____ DOKUMENTTEXT

Die Open Source Community nimmt Open Source Compliance selbst in die Hand
Trotz des Etappensiegs stellt sich weiterhin die Frage, wie eine ausreichende Open Source Compliance herzustellen ist. Selbst im hier dargestellten Einzelfall ist es noch möglich, dass der Antragsteller ein Hauptsacheverfahren einleitet und dort durch weiteren Vortrag und Sachverständigenbeweis seine behauptete Urheberschaft belegt. Zudem nehmen Beanstandungen mangelnder Open Source Compliance zu.

________

**AUFGABEN**
1. Geben Sie alle Sätze aus dem Absatz unter der Überschrift des Textes über Open Source Compliance wieder, jeden für sich.
2. Führen Sie den Text über Open Source Compliance im Anschluss an seinen letzten Satz weiter.

____ BEREITGESTELLTE DATEN

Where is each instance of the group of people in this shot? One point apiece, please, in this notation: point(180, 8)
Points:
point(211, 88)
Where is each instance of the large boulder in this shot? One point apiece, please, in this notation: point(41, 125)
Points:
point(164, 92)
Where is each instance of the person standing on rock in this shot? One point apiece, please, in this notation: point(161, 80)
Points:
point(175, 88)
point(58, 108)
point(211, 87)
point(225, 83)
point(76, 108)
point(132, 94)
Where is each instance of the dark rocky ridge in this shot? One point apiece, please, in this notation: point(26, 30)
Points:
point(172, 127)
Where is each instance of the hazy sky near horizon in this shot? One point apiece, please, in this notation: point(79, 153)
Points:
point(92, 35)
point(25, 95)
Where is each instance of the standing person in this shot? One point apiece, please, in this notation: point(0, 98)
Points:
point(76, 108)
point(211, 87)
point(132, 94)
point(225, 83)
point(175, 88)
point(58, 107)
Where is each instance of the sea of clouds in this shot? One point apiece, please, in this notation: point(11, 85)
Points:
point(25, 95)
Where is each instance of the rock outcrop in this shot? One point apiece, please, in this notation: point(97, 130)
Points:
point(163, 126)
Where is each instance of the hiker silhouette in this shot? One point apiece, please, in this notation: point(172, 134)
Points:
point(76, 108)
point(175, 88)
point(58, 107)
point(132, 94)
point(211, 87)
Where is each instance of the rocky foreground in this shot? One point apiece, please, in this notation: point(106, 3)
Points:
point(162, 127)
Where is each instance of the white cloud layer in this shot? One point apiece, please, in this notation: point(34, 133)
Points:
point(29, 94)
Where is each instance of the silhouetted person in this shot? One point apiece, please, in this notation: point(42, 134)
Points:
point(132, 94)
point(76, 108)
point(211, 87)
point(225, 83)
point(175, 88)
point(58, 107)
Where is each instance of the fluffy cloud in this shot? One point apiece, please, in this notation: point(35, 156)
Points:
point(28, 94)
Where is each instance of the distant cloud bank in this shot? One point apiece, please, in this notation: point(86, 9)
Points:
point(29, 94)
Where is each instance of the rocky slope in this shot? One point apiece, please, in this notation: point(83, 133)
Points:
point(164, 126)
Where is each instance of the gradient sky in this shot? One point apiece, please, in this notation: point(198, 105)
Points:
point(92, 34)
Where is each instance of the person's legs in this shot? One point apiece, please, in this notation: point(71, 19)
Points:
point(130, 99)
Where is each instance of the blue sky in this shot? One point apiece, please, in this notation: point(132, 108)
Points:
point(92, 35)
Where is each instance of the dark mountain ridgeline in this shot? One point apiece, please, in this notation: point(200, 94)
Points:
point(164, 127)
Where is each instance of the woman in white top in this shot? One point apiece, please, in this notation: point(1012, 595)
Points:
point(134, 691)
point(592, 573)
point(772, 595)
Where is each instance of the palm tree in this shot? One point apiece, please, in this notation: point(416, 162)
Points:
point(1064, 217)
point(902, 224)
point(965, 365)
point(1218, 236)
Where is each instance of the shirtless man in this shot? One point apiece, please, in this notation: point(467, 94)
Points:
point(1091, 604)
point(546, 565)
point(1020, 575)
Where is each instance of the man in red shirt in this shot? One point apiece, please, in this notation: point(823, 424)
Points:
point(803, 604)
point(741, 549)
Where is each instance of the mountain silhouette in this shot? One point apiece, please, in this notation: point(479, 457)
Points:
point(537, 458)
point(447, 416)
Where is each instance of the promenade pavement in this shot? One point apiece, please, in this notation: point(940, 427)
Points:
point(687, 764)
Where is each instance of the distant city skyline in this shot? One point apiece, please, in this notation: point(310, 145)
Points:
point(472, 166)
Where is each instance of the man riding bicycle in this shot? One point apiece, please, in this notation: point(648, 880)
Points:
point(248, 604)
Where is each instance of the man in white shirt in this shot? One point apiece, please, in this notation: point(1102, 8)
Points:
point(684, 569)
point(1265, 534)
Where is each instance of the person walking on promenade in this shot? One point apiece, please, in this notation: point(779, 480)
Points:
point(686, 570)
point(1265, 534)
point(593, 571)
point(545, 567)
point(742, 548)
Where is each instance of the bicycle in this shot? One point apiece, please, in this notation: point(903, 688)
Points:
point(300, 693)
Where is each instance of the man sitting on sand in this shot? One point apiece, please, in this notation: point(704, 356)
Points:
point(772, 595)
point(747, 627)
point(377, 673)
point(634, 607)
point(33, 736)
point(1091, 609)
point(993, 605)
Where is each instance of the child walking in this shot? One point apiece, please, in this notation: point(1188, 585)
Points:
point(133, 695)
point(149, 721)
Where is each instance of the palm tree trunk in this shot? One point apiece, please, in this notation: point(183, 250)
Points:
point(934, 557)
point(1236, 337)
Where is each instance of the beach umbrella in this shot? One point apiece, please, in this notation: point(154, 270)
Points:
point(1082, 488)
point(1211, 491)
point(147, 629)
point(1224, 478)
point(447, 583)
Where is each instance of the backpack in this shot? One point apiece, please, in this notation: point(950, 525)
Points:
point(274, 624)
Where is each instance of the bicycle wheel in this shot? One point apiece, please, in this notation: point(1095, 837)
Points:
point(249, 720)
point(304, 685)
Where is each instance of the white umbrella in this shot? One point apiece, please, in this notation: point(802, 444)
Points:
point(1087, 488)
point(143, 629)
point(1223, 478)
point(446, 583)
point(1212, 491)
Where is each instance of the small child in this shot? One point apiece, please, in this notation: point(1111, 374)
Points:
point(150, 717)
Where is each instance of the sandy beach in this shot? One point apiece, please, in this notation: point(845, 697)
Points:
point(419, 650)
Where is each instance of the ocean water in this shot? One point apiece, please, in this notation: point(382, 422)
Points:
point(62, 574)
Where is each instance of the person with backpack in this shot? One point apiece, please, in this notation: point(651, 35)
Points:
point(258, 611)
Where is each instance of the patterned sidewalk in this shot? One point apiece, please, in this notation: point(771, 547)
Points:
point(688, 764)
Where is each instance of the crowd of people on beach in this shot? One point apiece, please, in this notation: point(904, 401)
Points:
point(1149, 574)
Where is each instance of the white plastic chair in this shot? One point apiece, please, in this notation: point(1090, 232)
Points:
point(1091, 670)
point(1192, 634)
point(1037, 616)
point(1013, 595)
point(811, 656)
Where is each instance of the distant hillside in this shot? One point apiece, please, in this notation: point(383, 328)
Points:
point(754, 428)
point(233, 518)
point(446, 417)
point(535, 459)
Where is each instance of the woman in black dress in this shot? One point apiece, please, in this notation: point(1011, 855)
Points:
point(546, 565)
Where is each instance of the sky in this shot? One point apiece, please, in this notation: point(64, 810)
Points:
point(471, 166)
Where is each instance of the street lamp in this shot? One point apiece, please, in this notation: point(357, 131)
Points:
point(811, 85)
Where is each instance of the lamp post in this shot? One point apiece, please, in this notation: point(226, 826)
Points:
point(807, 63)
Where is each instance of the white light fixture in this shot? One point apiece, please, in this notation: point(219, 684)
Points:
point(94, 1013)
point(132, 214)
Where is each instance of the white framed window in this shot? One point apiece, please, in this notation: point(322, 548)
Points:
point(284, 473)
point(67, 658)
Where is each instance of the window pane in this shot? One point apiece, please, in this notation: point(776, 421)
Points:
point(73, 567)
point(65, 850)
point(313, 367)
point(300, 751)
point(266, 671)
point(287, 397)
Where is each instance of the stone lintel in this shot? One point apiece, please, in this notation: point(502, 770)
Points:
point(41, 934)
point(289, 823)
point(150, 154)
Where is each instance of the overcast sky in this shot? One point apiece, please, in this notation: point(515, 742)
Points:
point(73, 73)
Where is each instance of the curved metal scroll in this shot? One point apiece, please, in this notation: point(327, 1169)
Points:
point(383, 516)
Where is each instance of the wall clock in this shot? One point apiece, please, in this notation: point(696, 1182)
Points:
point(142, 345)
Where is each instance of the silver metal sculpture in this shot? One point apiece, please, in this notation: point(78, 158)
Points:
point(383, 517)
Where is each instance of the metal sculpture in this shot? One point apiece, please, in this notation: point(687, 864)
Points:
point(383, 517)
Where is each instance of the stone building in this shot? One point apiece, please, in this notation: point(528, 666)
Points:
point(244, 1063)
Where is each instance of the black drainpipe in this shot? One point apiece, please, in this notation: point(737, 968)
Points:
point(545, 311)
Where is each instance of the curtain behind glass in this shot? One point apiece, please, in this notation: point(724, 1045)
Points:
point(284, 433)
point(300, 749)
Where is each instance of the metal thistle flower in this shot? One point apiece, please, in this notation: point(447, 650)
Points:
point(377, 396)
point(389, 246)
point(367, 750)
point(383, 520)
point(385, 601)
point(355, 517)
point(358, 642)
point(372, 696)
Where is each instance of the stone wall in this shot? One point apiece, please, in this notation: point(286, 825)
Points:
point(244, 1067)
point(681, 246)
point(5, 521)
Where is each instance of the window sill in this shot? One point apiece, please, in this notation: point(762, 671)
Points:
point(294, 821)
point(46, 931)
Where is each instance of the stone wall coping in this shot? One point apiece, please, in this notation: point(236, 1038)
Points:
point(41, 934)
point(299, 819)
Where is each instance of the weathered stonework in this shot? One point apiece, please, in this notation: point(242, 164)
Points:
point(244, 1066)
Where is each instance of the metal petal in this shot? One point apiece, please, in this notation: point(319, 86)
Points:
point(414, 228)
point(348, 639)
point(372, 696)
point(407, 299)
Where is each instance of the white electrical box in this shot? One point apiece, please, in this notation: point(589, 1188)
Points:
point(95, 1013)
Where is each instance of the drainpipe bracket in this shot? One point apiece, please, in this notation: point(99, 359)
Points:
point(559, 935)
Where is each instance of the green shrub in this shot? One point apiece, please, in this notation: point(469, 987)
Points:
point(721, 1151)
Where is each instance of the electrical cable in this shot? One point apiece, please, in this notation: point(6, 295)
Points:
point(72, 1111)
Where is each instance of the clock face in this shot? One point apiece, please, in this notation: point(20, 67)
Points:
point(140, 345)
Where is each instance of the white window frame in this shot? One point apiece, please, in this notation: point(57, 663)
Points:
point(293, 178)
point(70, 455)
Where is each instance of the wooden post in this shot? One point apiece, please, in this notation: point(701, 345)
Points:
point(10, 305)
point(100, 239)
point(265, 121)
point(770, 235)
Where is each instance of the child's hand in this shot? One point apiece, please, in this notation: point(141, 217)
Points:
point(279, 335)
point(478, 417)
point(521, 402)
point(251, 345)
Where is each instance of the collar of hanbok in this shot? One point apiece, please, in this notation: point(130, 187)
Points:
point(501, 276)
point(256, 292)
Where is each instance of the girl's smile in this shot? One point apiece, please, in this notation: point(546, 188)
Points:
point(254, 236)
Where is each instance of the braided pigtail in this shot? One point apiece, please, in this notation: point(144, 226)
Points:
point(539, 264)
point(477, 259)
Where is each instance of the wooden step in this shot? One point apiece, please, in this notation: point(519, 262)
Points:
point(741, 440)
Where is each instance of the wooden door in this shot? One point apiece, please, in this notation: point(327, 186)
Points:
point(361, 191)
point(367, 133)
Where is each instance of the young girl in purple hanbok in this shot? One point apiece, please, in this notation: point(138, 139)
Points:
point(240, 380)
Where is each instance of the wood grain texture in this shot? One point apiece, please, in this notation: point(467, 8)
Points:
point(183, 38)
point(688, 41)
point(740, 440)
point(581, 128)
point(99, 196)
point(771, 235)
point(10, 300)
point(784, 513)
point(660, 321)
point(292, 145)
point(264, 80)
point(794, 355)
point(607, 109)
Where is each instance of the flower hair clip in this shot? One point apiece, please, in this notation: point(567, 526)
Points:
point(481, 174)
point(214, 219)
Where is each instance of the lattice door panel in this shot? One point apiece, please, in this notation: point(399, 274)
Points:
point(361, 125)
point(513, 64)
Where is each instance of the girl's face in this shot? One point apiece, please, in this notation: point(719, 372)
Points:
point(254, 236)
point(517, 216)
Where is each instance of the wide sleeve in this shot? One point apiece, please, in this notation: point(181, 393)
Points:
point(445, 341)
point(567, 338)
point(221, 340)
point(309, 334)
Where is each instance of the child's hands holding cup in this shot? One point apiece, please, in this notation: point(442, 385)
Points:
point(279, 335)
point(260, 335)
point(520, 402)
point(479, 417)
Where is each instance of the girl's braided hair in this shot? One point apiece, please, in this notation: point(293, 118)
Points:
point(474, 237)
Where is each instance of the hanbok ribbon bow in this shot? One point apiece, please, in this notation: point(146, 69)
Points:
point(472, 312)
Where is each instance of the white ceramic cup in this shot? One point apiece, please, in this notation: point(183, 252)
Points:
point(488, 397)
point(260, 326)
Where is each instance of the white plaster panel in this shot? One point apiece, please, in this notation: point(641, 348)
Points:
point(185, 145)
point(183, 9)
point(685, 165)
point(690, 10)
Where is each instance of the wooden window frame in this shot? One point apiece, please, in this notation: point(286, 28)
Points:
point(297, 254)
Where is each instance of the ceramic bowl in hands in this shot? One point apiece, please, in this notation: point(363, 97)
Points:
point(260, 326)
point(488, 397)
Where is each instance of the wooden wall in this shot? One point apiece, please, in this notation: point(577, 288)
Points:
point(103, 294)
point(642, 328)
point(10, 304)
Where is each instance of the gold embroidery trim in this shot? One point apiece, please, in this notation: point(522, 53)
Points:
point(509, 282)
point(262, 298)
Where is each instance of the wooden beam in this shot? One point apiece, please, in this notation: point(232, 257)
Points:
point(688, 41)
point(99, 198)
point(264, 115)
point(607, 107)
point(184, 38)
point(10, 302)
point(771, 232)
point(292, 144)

________

**LÖSUNGEN**
1.
- Trotz des Etappensiegs stellt sich weiterhin die Frage, wie eine ausreichende Open Source Compliance herzustellen ist.
- Selbst im hier dargestellten Einzelfall ist es noch möglich, dass der Antragsteller ein Hauptsacheverfahren einleitet und dort durch weiteren Vortrag und Sachverständigenbeweis seine behauptete Urheberschaft belegt.
- Zudem nehmen Beanstandungen mangelnder Open Source Compliance zu.

2.
Die Open Source Community beobachtet das Vorgehen des hiesigen Antragstellers schon länger kritisch. Sie nimmt das Enforcement von Open Source Lizenzen lieber selbst in die Hand und geht bereits seit längerer Zeit erfolgreich gegen Lizenzverstöße vor. Da heutzutage keine Softwareentwicklung mehr ohne die Verwendung von Open Source Software auskommt, wird die Einhaltung der zahlreichen Lizenzbedingungen immer wichtiger. Es bietet sich an, hier mit standardisierten Analyseverfahren zu arbeiten und angemessene Compliance Richtlinien zu entwickeln. Viele Unternehmen haben schon entsprechende Kapazitäten in ihren zuständigen Abteilungen geschaffen.